The Schwarzwald – Black Forest – is one of the most famously beautiful regions in Germany. Located East of the Rhine and North of the Alps in Germany’s Southwest, this bucolic region of rolling hills, quaint towns and, yes, romantically dark-treed woods ranks among the most picturesque areas on planet Earth.

Ed and I spent three days (and two nights) driving all around the Black Forest. These first few pictures were taken by Breitgau, a town with one of the higher elevations of Black Forest villages.

These views captured us as we were just driving along one of the higher elevated roads.



The Brigachquelle is one of the two springs that feed the streams that will become the Danube river.

The town of Triberg


Cuckoo clocks are the Black Forest’s most famous export item. Triberg is riddled with clock stores.


They could have just – as in the English translation – write “Einzigartige Meisterwerke”.


For just over $20 000 you can purchase this extravagant cuckoo clock…
… with 24 Carat Beaten Gold and Swaroski Panda Bears, among other luxury specifications.

Triberg’s city hall has a famous conference room of carved wood, created in the 1920s.




Triberg is also where you will find Germany’s highest waterfall.






Triberg’s Pilgrimage Church, built on the site of spring that in 1644 purportedly had miraculous healing powers.



This house is recognized by the Guinness Book of World Records as Earth’s largest cuckoo clock.

• Problem details:
Please answer these questions from the Black Forest text:
(a) What does the Brigachquelle feed?
(b) When was the carved-wood conference room in Triberg's city hall created?
(c) What does the Guinness Book of World Records recognize the house as?
The listing is separate material and is not part of the Black Forest text.

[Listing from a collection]

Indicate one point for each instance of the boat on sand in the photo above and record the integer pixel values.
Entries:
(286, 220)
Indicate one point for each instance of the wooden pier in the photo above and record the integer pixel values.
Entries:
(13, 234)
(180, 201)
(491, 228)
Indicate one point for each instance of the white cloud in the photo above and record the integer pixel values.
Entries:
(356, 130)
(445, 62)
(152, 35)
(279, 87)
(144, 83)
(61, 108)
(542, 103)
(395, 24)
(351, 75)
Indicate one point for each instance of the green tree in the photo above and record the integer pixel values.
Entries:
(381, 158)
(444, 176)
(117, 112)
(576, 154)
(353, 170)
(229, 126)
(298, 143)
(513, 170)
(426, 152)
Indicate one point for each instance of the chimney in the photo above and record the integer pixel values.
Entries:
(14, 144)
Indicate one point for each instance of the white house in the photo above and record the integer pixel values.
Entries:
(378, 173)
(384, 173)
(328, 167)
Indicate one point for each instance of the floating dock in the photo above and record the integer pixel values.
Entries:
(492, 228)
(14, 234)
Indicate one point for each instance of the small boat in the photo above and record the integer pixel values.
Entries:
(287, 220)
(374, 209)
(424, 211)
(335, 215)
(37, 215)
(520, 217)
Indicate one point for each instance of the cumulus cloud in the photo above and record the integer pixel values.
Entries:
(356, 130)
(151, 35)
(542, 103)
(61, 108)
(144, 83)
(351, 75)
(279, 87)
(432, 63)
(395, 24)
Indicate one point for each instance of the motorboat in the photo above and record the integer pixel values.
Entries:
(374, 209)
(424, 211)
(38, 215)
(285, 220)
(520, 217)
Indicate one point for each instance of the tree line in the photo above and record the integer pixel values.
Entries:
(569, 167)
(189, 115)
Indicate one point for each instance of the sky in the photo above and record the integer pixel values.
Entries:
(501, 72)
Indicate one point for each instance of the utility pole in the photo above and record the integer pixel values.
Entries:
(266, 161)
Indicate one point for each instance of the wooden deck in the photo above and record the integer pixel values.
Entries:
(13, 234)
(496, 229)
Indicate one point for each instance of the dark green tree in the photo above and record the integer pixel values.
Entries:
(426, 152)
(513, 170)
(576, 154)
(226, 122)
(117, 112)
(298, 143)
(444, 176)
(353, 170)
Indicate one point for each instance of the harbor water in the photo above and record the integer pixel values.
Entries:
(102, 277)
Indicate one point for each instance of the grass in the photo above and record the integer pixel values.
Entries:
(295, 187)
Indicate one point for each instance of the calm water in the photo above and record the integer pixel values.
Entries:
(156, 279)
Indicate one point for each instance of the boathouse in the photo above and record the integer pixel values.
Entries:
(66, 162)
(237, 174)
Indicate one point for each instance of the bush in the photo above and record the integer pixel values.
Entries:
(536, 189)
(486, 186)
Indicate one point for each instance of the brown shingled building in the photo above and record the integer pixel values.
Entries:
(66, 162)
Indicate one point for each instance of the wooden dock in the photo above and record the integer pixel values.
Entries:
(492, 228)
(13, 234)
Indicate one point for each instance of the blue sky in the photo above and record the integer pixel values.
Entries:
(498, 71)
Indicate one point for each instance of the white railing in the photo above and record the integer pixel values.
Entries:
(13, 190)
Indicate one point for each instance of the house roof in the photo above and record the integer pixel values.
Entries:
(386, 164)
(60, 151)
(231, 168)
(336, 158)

• Task solution:
(a) It is one of the two springs that feed the streams that will become the Danube river.
(b) In the 1920s.
(c) Earth's largest cuckoo clock.